__CHECK YOUR UNDERSTANDING__.
1 - From the dating passage, quote the stretch from "Even though I'm" through "that I know." word for word.
2 - For each statement below, say whether it agrees with the dating passage (yes or no) and quote the words that decide it. (a) The writer is not interested in dating unless both people intend it to lead to courtship. (b) The friend's dating usually leads to an exclusive relationship. (c) The friend has said since her adolescence that she is not interested in marriage.

__TEXT FOR ANALYSIS__.
= = = = = = =

Even though I'm personally someone who isn't interested in dating unless the mutual intention is that it will lead to courtship (that's a word that means a whole lot more than hanging out with a gentleman; being with a chivalrous man should be happening regardless), I totally get that not everyone has that same desire. Case in point—one of my favorite people on the entire planet has told me, pretty much since her adolescence (she's 39 now), that marriage is something she's absolutely not interested in or a fan of. Still, she consistently has a dating life that rivals mine and at least 80 percent of the people that I know.

For years now, she has told me about her dating dynamics and how they very rarely lead to an exclusive relationship. Interestingly enough, at the same time, she continues to see 1-3 of the same people, for months—if not years—at a time. When I ask what we should call those types of dating situations, it's crickets on her end. Clearly, she's not going the traditional route. But still, if you're setting aside time, 2-5 times a month, to hang out (and possibly more) with someone else, for months on end, that's not nothing. It is indeed…something.

= = = = = = =

__EXTRACTED DATA__.
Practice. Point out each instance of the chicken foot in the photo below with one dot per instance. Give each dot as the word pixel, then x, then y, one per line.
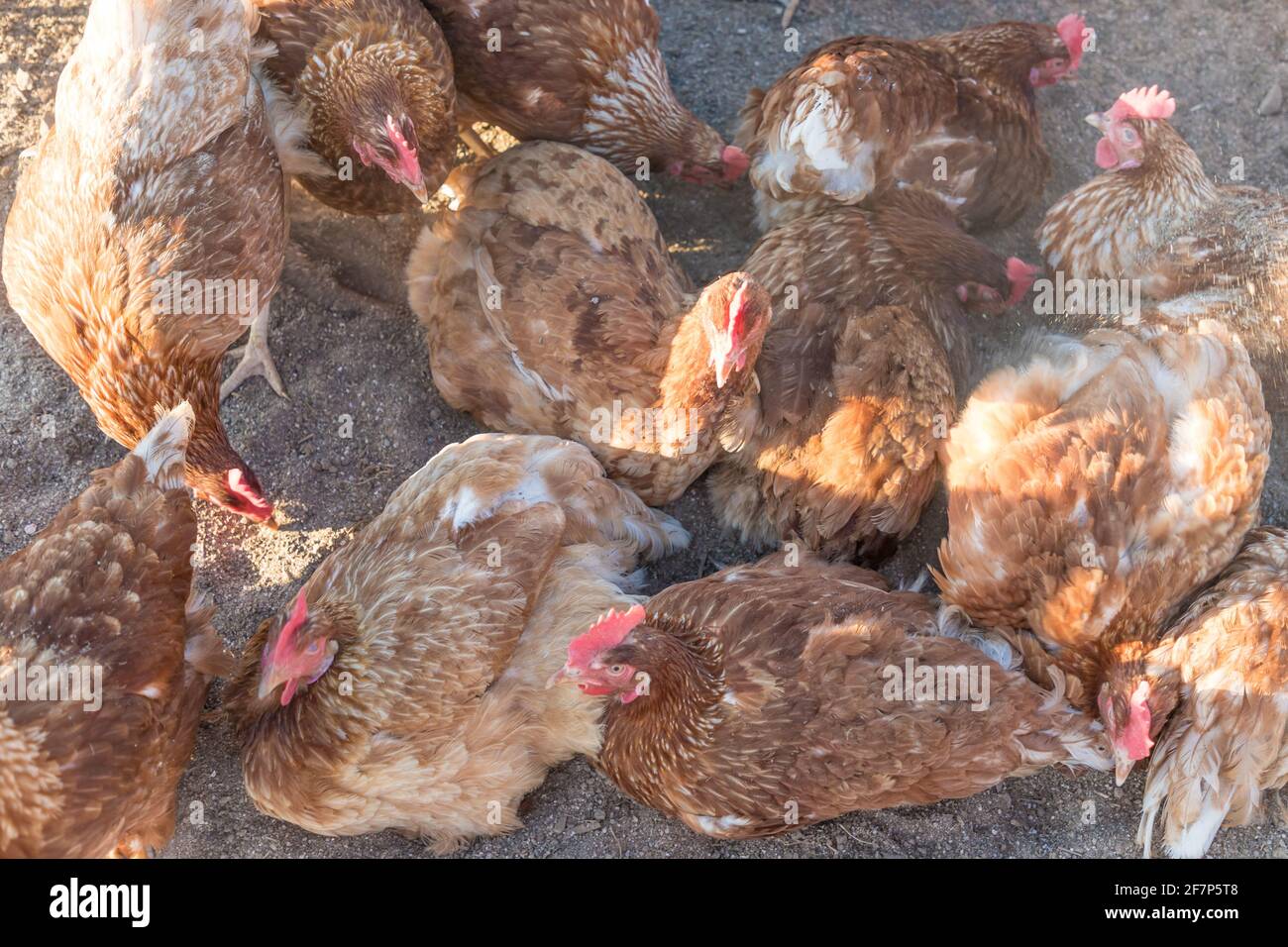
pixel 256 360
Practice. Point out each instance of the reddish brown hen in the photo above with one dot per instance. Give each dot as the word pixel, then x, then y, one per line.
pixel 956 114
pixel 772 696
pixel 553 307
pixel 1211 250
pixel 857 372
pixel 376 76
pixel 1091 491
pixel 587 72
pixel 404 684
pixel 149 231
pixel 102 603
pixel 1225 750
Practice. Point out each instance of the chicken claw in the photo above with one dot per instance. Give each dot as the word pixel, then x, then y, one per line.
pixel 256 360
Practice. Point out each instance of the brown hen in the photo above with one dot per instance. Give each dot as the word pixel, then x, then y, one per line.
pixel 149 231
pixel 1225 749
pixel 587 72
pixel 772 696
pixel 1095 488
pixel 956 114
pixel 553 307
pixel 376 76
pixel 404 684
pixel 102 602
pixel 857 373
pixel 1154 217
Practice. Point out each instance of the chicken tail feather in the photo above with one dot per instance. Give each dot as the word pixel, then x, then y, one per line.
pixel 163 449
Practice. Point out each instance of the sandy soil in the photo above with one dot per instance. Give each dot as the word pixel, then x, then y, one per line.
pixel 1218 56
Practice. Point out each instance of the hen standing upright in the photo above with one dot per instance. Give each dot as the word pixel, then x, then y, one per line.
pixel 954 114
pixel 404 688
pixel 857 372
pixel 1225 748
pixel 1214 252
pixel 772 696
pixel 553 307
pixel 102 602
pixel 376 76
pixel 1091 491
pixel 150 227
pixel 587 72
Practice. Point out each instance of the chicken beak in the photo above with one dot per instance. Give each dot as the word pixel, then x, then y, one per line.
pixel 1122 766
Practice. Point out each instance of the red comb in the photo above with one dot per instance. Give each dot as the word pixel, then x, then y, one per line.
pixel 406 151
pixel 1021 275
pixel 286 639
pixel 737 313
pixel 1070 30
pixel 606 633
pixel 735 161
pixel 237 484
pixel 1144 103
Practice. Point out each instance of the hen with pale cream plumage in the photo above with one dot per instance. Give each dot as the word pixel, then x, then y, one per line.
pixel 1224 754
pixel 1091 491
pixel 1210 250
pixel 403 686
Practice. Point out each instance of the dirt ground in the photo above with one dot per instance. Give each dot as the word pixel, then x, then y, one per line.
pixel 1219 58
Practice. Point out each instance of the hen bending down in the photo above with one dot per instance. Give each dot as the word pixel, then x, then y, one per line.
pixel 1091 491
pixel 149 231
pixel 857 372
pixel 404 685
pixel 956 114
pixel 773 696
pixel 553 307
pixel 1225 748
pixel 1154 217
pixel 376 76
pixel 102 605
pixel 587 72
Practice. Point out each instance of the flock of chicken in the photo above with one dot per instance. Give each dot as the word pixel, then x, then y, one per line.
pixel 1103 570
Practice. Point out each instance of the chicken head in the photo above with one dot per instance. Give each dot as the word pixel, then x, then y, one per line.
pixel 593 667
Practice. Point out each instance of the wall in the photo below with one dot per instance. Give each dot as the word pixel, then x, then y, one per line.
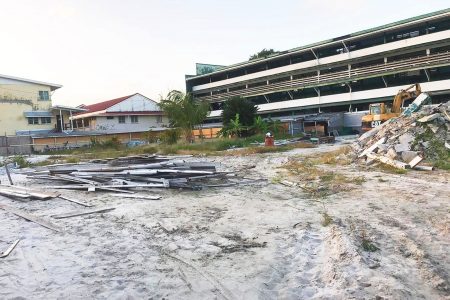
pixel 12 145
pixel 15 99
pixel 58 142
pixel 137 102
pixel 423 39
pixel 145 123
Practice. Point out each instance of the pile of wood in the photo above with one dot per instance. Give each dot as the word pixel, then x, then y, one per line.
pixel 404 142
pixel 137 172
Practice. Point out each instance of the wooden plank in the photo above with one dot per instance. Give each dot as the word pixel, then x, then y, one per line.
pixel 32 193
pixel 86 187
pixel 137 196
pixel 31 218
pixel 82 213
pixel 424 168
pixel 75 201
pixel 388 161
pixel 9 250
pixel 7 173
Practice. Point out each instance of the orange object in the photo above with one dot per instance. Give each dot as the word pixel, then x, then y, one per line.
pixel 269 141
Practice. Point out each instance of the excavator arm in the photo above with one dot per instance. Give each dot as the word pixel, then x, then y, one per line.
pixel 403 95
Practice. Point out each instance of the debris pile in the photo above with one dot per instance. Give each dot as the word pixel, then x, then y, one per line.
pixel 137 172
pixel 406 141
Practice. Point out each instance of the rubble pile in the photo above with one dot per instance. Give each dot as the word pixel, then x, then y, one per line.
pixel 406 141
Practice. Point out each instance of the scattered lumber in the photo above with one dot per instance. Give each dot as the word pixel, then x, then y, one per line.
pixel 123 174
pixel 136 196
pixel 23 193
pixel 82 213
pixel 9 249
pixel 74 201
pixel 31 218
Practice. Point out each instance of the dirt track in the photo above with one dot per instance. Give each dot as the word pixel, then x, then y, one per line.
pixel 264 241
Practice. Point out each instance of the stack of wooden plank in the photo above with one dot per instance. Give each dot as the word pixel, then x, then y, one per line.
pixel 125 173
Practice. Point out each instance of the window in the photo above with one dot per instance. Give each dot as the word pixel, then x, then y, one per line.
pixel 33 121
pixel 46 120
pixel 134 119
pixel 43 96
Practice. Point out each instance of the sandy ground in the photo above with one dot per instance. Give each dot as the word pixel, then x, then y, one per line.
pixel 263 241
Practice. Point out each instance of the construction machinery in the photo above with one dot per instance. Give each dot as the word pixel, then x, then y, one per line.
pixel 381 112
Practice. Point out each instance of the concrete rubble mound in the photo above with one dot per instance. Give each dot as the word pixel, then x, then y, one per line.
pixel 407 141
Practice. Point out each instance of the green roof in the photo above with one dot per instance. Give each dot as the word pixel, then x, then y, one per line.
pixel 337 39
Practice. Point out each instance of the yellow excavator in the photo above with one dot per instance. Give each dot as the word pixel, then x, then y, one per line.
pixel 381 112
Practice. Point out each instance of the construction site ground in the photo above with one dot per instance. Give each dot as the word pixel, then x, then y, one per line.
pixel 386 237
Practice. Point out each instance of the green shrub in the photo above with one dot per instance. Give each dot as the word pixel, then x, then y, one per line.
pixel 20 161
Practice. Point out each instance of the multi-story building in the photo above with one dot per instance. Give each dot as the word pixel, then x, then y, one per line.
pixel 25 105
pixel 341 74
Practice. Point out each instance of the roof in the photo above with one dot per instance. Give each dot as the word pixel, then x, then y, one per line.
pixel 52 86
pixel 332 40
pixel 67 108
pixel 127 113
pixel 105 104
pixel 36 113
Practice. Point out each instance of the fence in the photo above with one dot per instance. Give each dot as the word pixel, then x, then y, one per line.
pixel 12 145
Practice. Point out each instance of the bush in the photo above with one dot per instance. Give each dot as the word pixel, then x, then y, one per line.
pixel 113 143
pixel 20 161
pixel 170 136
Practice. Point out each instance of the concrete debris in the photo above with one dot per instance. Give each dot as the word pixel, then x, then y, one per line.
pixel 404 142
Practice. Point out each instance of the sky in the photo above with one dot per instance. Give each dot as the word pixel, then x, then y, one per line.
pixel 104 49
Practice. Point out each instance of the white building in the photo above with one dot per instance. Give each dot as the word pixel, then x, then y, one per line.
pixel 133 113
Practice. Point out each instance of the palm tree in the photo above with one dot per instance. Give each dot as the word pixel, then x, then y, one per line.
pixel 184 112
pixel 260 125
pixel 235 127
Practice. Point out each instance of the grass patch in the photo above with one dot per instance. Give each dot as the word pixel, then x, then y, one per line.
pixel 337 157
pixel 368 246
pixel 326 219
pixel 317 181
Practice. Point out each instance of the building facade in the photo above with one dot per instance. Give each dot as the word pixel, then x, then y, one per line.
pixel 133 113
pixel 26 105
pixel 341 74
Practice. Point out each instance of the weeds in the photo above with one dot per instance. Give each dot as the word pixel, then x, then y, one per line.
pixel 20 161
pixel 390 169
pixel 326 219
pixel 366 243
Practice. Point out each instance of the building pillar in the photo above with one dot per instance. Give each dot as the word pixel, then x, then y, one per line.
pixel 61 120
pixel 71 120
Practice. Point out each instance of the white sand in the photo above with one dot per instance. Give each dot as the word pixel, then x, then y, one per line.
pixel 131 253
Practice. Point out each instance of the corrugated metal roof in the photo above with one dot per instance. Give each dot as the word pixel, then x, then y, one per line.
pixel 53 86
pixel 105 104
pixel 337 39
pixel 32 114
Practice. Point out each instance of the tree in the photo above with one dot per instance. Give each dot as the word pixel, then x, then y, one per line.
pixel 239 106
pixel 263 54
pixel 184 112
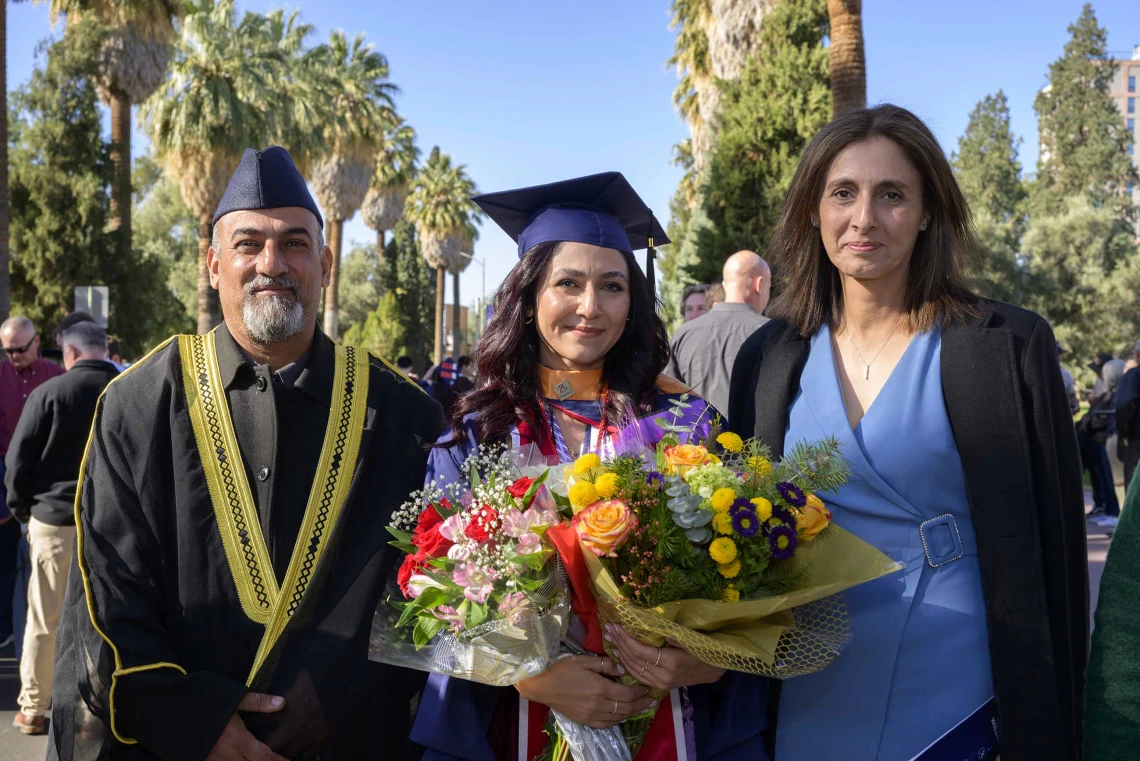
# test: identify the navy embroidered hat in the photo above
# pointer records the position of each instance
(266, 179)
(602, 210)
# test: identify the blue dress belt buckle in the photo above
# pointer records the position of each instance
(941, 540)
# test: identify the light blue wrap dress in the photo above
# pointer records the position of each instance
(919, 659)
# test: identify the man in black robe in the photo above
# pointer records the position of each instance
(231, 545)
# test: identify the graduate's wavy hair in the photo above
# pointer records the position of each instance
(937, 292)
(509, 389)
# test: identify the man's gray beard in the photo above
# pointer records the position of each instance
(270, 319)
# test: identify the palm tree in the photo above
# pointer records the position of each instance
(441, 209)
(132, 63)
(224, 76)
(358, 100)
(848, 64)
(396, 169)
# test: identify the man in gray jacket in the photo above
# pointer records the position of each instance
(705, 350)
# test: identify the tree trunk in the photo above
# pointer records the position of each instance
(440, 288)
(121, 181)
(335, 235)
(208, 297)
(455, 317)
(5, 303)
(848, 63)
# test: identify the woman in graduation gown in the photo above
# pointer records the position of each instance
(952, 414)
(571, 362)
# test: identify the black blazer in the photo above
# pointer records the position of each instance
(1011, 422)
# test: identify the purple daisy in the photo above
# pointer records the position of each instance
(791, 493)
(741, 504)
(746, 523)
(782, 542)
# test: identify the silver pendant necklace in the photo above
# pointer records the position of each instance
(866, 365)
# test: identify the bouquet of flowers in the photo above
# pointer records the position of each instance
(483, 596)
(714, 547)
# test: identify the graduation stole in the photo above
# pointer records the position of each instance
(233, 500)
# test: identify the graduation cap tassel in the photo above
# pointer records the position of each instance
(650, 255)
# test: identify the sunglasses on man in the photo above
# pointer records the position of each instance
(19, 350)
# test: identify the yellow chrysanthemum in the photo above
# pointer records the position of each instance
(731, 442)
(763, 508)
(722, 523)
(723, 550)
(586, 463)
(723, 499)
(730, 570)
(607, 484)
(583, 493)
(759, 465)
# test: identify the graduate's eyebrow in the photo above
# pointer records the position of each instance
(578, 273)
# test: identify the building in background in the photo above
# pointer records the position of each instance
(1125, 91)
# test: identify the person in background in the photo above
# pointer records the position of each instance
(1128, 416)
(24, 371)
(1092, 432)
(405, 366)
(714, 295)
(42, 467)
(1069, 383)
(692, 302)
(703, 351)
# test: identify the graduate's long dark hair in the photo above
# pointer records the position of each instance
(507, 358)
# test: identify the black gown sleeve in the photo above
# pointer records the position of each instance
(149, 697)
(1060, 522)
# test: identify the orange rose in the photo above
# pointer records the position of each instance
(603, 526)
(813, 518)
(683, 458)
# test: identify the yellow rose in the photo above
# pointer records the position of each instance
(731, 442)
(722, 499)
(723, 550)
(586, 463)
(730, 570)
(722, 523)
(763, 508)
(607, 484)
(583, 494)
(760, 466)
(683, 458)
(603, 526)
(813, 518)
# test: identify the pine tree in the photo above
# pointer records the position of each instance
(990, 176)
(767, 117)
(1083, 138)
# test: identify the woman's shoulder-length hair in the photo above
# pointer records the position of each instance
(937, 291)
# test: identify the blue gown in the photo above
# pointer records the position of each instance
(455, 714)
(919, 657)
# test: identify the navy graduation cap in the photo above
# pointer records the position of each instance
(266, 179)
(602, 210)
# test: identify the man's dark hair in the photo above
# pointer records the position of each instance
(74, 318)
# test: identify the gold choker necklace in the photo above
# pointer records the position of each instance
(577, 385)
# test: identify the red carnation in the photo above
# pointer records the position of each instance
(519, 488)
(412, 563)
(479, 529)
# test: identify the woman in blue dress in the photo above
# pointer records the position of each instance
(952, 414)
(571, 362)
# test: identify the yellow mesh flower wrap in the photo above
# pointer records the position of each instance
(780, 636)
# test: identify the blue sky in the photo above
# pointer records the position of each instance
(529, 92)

= = = = = = =

__ANSWERS TO THE EXERCISES__.
1 -
Even though I'm personally someone who isn't interested in dating unless the mutual intention is that it will lead to courtship (that's a word that means a whole lot more than hanging out with a gentleman; being with a chivalrous man should be happening regardless), I totally get that not everyone has that same desire. Case in point—one of my favorite people on the entire planet has told me, pretty much since her adolescence (she's 39 now), that marriage is something she's absolutely not interested in or a fan of. Still, she consistently has a dating life that rivals mine and at least 80 percent of the people that I know.

2 -
(a) Yes: "isn't interested in dating unless the mutual intention is that it will lead to courtship"
(b) No: "they very rarely lead to an exclusive relationship"
(c) Yes: "pretty much since her adolescence (she's 39 now), that marriage is something she's absolutely not interested in or a fan of"